━━━ Text ━━━
Targeted maintenance of BWCPs will help reliability and longevity.

The rise in total generation capacity of renewable energy sources such as wind and solar is resulting in traditional base load coal generation plants being more frequently used to follow fluctuating electricity demand, also called peak load operating. This change in operation has an effect on the power plant equipment, since machines are now subjected to operating conditions they were not originally designed for.

The term base load is used to mean a plant operating at a stable electrical output for a sustained period of time. This is typically at or near the peak efficiency of the plant. What this means for the boiler water circulating pump (BWCP) in the plant is there are minimal thermal cycles and, hence, minimal cyclic thermal stresses. The equipment can be operated at a stable, constant condition rather than frequently being started and stopped or ramped up and down the pump curves.

In contrast, the terms peak following or peak load mean operation that fluctuates up or down to match the short-term electrical grid power demand.

This plant cycling means the BWCPs experience increased thermal cycling and either starts and stops or fluctuating operation along the pump curve as the plant flexes to provide a changing electrical demand. The fluctuation of boiler evaporation rate and, in some cases, boiler pressure has an effect on the operation of the BWCP.

The BWCP is typically used in forced circulation drum boilers to provide the necessary head (pressure) to overcome the frictional losses encountered in the boiler tubes. This allows the water circulating through the boiler to be turned into steam to generate electrical power in the turbine-generator set.

Typical BWCPImage 1. Typical BWCP (Images courtesy of Hayward Tyler)

The BWCP is a glandless, sealless combined motor and pump. There is no dynamic mechanical seal between the motor and pump, and they share a common shaft. The motor and pump are designed for the same system pressure, but the motor is maintained at a cooler temperature using a thermal barrier and heat exchanger. A BWCP typically uses a wet stator design. A typical BWCP is shown in Image 1. The combination of a fluid-filled electric motor and pump makes this a unique component when considering all the areas affected by changing plant operation.

Thrust Bearing

A typical BWCP is supported axially using a hydrodynamic thrust bearing. The bearing uses a water wedge formed between the thrust disc, which is keyed to the shaft, and tilting thrust pads. The thrust bearing accommodates the weight of the rotor and additional thrust loads from the pump including a suitable design safety factor. When the motor starts up, the hydraulic lift from the impeller lifts the rotating assembly upwards to establish a film of water between the thrust bearing surfaces during stable operation.

When the BWCP is shut off, the rotor loses the hydraulic lift and returns down to the reverse thrust bearing. Initially during startup there is insufficient fluid film between the nonmetallic bearing and the thrust pads, so the friction between the pads can cause a small amount of material wear. This reduces the thickness of the bearing material and begins to open up the distance the rotor can travel (rotor end float). This means the rotor is traveling farther every time the motor is de-energized, resulting in a larger thrust.
━━━ Dataset rows ━━━
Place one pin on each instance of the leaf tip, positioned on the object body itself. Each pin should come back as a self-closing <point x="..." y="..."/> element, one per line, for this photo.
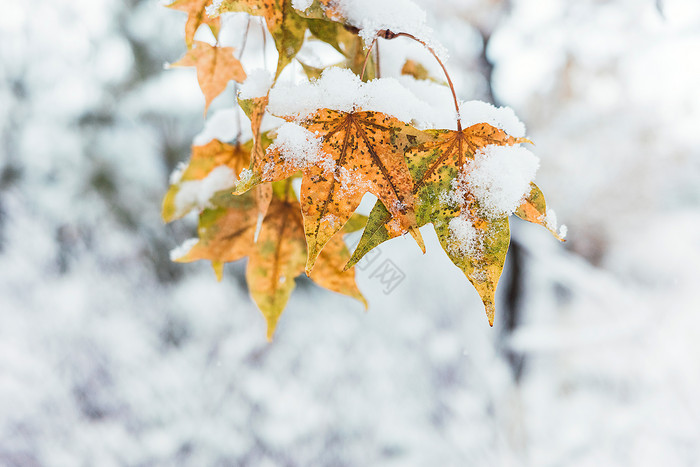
<point x="218" y="268"/>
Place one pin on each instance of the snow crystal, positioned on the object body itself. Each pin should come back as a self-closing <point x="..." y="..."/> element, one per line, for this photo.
<point x="550" y="221"/>
<point x="301" y="5"/>
<point x="213" y="9"/>
<point x="372" y="16"/>
<point x="341" y="89"/>
<point x="257" y="84"/>
<point x="181" y="250"/>
<point x="466" y="239"/>
<point x="473" y="112"/>
<point x="499" y="178"/>
<point x="198" y="192"/>
<point x="222" y="125"/>
<point x="299" y="146"/>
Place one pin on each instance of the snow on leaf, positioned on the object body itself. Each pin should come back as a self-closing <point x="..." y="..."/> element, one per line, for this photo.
<point x="195" y="184"/>
<point x="227" y="234"/>
<point x="534" y="209"/>
<point x="475" y="243"/>
<point x="196" y="16"/>
<point x="284" y="23"/>
<point x="216" y="66"/>
<point x="363" y="152"/>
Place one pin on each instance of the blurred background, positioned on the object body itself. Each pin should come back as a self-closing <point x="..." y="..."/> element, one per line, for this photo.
<point x="111" y="355"/>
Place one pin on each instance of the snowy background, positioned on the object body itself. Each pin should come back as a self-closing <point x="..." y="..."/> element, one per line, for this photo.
<point x="110" y="355"/>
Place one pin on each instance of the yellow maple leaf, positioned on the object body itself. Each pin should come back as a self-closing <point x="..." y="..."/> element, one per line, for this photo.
<point x="216" y="66"/>
<point x="203" y="160"/>
<point x="227" y="234"/>
<point x="285" y="25"/>
<point x="433" y="166"/>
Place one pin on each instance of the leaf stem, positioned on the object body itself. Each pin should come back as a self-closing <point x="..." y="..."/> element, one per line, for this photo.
<point x="369" y="51"/>
<point x="387" y="34"/>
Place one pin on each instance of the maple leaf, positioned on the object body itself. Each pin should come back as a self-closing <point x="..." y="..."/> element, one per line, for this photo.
<point x="196" y="16"/>
<point x="182" y="197"/>
<point x="285" y="25"/>
<point x="216" y="66"/>
<point x="227" y="232"/>
<point x="254" y="108"/>
<point x="358" y="152"/>
<point x="434" y="165"/>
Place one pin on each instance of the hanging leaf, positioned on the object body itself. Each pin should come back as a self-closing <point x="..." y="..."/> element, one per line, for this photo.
━━━
What you have to do: Copy the text on boiler water circulating pumps verbatim, from "The term base" up to and including "grid power demand.". The records have no connection to the text on boiler water circulating pumps.

Expected output:
The term base load is used to mean a plant operating at a stable electrical output for a sustained period of time. This is typically at or near the peak efficiency of the plant. What this means for the boiler water circulating pump (BWCP) in the plant is there are minimal thermal cycles and, hence, minimal cyclic thermal stresses. The equipment can be operated at a stable, constant condition rather than frequently being started and stopped or ramped up and down the pump curves.

In contrast, the terms peak following or peak load mean operation that fluctuates up or down to match the short-term electrical grid power demand.